• [WORK TO COMPLETE] Gather every line from the rows below that contains the word "wheel", copying each one in full. Case counts.

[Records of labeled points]
[START]

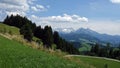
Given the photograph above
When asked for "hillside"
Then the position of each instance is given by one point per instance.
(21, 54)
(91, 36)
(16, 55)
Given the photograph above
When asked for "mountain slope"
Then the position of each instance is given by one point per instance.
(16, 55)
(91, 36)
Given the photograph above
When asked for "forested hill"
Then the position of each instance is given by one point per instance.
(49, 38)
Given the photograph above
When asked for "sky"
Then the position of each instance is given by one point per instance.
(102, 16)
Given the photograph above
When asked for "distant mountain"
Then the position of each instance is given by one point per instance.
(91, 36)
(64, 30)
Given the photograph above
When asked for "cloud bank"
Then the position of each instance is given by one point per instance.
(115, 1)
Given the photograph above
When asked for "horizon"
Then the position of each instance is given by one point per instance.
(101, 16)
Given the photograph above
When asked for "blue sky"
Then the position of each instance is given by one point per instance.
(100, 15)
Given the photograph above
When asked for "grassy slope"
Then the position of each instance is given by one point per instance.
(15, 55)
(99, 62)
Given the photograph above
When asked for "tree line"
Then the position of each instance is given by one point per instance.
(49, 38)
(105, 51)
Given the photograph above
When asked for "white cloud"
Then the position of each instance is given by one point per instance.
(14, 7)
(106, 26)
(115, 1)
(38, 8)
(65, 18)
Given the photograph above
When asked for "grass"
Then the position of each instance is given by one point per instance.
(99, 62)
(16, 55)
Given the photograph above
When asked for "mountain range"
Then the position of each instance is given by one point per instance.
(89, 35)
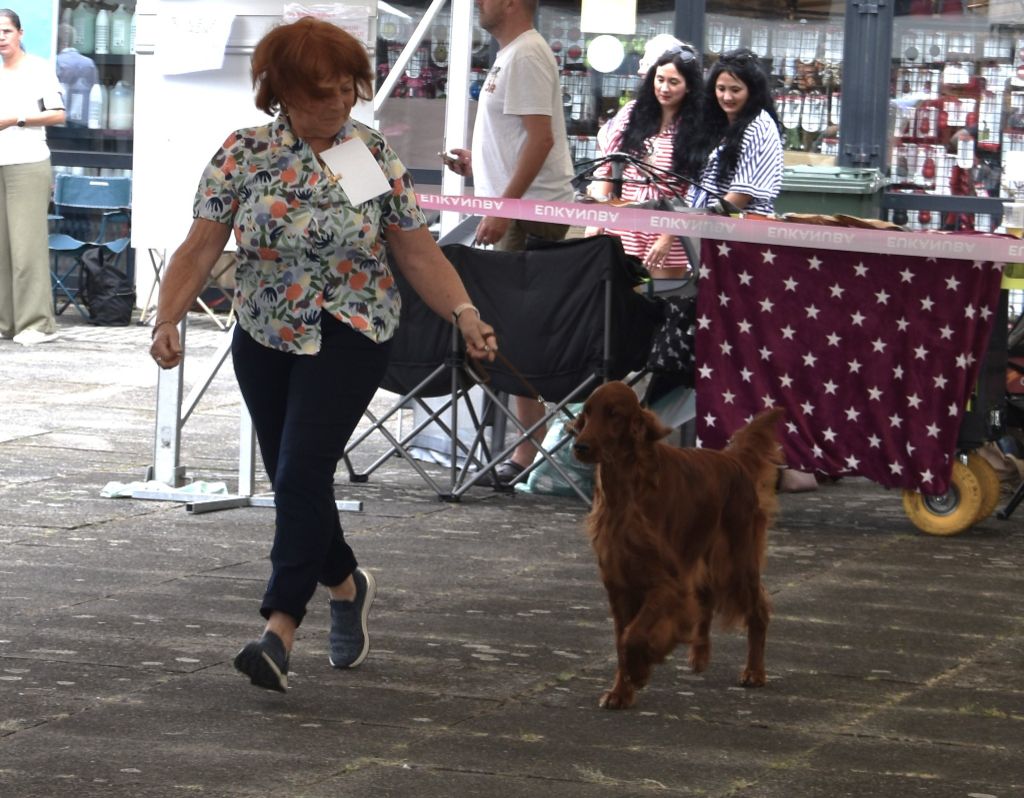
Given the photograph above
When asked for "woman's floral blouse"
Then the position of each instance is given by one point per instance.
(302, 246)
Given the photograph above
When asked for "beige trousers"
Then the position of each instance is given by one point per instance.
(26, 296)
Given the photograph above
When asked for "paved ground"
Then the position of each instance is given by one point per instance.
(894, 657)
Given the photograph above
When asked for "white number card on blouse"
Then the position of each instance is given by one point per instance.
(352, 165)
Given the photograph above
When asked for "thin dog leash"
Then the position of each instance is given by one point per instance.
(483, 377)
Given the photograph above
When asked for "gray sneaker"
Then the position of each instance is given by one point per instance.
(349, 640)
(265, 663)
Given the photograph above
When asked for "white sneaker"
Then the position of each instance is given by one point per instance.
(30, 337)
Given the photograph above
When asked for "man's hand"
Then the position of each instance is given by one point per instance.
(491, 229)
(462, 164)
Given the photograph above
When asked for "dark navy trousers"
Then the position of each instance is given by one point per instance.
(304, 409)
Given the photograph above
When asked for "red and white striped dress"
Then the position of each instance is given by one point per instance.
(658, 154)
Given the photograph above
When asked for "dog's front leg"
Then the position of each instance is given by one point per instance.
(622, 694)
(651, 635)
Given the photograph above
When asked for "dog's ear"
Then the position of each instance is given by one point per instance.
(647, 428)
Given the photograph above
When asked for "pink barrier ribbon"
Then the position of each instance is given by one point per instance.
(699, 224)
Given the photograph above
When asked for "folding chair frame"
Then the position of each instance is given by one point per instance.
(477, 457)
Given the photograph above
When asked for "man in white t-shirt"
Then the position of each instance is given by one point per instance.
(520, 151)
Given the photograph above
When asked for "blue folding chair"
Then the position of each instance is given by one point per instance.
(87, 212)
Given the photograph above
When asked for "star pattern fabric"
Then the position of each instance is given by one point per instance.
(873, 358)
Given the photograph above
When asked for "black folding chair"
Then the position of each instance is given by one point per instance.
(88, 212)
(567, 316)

[END]
[START]

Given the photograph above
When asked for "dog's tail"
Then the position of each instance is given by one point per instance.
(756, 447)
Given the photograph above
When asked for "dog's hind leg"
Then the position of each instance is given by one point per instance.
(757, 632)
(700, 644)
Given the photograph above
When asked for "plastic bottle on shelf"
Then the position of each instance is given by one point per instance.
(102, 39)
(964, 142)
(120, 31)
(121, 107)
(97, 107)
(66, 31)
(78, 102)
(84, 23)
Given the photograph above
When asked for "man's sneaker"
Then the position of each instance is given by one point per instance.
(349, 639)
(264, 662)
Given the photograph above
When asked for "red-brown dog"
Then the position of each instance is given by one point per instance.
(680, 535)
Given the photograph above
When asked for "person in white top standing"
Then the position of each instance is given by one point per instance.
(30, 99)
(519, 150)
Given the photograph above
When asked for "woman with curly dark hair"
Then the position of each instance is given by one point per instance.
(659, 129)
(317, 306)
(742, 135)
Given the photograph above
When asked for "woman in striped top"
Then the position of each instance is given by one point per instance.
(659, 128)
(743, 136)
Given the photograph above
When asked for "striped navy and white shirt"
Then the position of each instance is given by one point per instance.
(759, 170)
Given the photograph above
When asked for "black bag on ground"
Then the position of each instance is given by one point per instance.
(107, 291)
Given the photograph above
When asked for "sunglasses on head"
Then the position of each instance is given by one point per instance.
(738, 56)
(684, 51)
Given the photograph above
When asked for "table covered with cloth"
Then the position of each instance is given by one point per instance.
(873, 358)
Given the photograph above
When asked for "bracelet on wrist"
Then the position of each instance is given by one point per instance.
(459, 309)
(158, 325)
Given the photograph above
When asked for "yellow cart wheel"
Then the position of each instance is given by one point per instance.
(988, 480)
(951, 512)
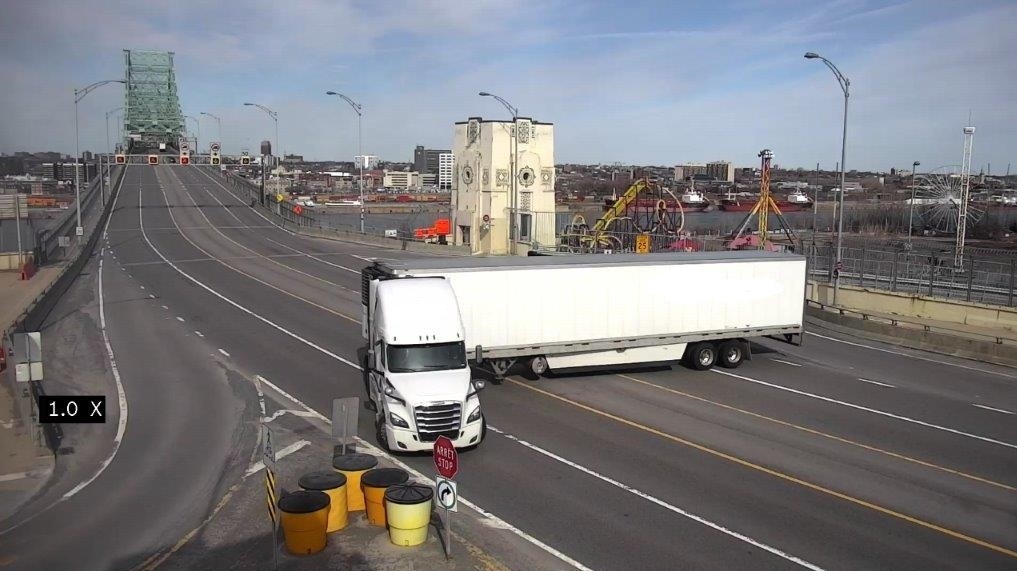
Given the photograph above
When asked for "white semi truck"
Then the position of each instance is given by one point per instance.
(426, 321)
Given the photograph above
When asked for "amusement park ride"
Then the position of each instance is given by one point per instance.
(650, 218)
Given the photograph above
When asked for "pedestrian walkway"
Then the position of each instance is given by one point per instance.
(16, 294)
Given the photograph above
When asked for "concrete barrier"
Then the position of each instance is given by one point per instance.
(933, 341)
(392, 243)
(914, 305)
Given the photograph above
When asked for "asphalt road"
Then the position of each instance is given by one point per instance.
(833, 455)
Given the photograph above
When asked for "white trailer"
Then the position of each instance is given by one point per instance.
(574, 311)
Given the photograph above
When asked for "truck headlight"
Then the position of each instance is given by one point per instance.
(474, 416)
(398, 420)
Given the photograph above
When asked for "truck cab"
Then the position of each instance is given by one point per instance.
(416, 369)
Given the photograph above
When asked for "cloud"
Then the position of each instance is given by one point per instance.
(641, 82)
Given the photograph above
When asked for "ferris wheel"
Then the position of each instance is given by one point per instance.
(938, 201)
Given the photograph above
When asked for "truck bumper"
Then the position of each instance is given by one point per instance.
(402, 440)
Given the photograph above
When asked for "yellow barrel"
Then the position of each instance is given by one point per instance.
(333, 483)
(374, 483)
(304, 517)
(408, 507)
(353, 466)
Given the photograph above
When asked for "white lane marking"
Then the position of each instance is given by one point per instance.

[END]

• [ANSWER IN FULL]
When asked for "yellow cart wheel"
When asked for "ferris wheel"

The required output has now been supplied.